<<<<

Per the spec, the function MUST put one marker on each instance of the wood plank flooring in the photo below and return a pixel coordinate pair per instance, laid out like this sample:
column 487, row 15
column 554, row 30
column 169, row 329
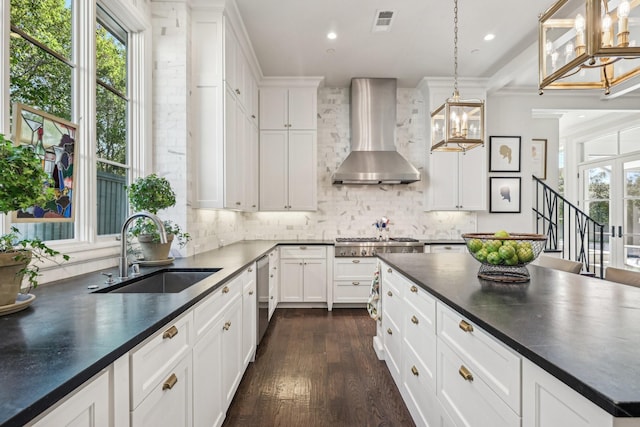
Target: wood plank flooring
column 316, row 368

>>>>
<<<<

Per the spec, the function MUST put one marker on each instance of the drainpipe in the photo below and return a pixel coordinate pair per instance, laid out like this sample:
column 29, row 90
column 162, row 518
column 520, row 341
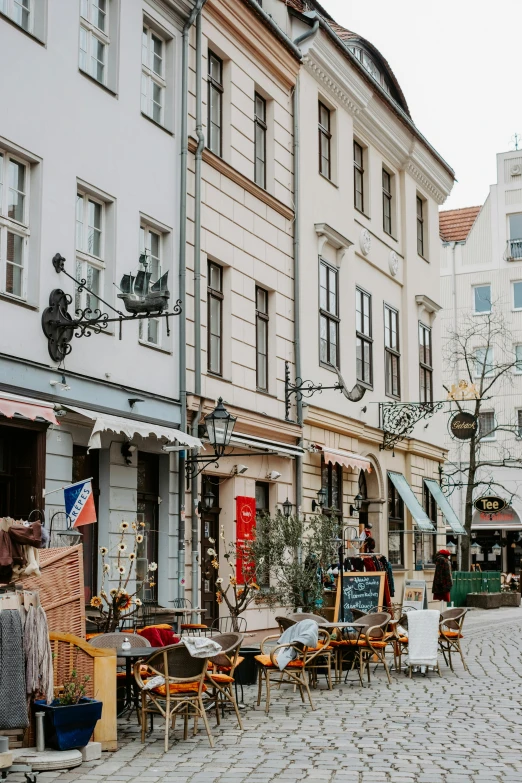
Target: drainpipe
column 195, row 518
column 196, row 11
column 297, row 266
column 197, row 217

>>>>
<<<<

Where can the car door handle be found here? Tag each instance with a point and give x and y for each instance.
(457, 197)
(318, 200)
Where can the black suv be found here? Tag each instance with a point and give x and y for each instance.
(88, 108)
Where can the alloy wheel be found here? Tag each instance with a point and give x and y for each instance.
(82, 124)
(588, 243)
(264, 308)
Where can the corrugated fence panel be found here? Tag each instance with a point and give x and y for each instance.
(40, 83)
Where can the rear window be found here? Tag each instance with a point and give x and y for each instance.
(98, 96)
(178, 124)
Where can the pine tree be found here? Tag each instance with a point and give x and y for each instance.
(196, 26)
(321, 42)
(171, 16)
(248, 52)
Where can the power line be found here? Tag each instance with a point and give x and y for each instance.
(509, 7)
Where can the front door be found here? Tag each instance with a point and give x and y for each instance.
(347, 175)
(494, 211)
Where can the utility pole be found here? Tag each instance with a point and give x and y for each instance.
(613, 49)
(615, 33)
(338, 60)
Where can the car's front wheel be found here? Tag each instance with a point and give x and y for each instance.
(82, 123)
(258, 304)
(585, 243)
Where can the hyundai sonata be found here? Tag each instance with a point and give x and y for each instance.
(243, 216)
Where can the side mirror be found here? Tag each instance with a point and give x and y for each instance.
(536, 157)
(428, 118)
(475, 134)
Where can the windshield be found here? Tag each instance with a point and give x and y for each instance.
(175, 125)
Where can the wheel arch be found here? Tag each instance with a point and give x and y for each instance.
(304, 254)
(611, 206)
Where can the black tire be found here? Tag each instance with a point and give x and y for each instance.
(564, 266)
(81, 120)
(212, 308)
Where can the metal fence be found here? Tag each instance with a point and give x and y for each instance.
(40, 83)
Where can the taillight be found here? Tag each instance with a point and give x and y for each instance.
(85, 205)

>>>>

**Short task**
Rename "photo" to "image" in the part that opens with the line containing "of the wood" and closes with the line containing "column 316, row 368", and write out those lines with nothing else changed. Leave the pictures out of your answer.

**Answer to the exercise**
Per the spec, the function MUST put one marker on each instance of the wood plank flooring in the image below and return a pixel coordinate pair per instance, laid out like this sample:
column 487, row 15
column 554, row 30
column 169, row 329
Target: wood plank flooring
column 316, row 368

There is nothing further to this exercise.